* _Given problem_
Do these statements agree with the WRF-GC cloud guide below? Answer each with yes or no and quote the deciding words. 1. GEOS-Chem input data is already available on AWS S3. 2. The guide covers setting up AWS infrastructure in great detail. 3. WRF-GC can make use of multiple compute nodes.

* _Text section_
┄┄┄┄┄┄┄┄┄┄┄┄┄┄┄┄┄┄┄┄
Running WRF-GC on the AWS Cloud with ParallelCluster

Summary

This guide is being actively updated as we prepare to publicly release WRF-GC. Stay tuned for updates.

This is a tutorial on how to set-up the WRF-GC model on the Amazon Web Services cloud.

There have already been successful efforts and guides on setting up WRF and GEOS-Chem on the AWS cloud and GEOS-Chem input data is already readily available on AWS S3. Thus it is very easy to set-up the WRF-GC coupled model to run ultra-high resolution simulations on the cloud.

In this tutorial we will learn how to use AWS ParallelCluster to create your own cluster on the AWS cloud and run WRF-GC on it. WRF-GC supports MPI-based parallelization so it can take advantage of multiple compute nodes.

Steps

In this guide I will document steps for:

Setting up AWS ParallelCluster to create your own HPC cluster
Configuring the software environment for building WRF-GC
Running a test WRF-GC simulation across nodes

I will not go into much detail on setting up AWS infrastructure. I’d like to point you to an excellent tutorial written by Jiawei Zhuang.
┄┄┄┄┄┄┄┄┄┄┄┄┄┄┄┄┄┄┄┄
* _Listing_
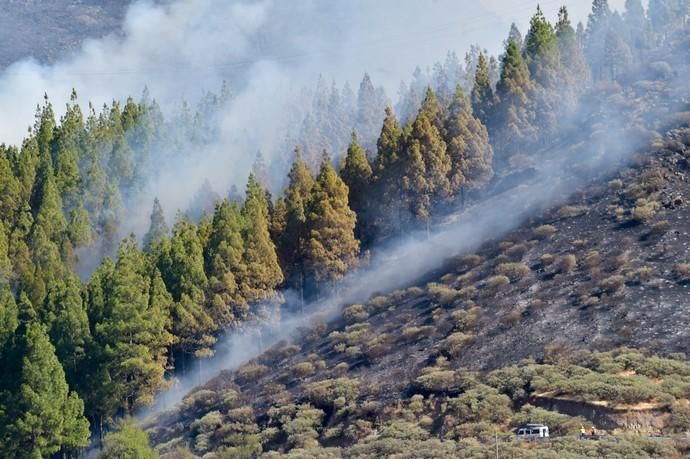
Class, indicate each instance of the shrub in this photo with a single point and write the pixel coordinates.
(547, 259)
(355, 313)
(470, 261)
(323, 393)
(612, 284)
(414, 333)
(644, 210)
(592, 259)
(679, 420)
(379, 304)
(567, 263)
(514, 271)
(545, 231)
(660, 228)
(466, 278)
(616, 184)
(514, 315)
(443, 294)
(517, 251)
(496, 282)
(438, 380)
(303, 369)
(571, 211)
(454, 343)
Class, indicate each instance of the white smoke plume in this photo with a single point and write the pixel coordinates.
(267, 50)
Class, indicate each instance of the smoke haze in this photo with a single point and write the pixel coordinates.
(267, 51)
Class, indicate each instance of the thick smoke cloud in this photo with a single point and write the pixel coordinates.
(267, 51)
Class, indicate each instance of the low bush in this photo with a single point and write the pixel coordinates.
┄┄┄┄┄┄┄┄┄┄┄┄┄┄┄┄┄┄┄┄
* _Solved exercise_
1. Yes: "GEOS-Chem input data is already readily available on AWS S3"
2. No: "I will not go into much detail on setting up AWS infrastructure."
3. Yes: "WRF-GC supports MPI-based parallelization so it can take advantage of multiple compute nodes."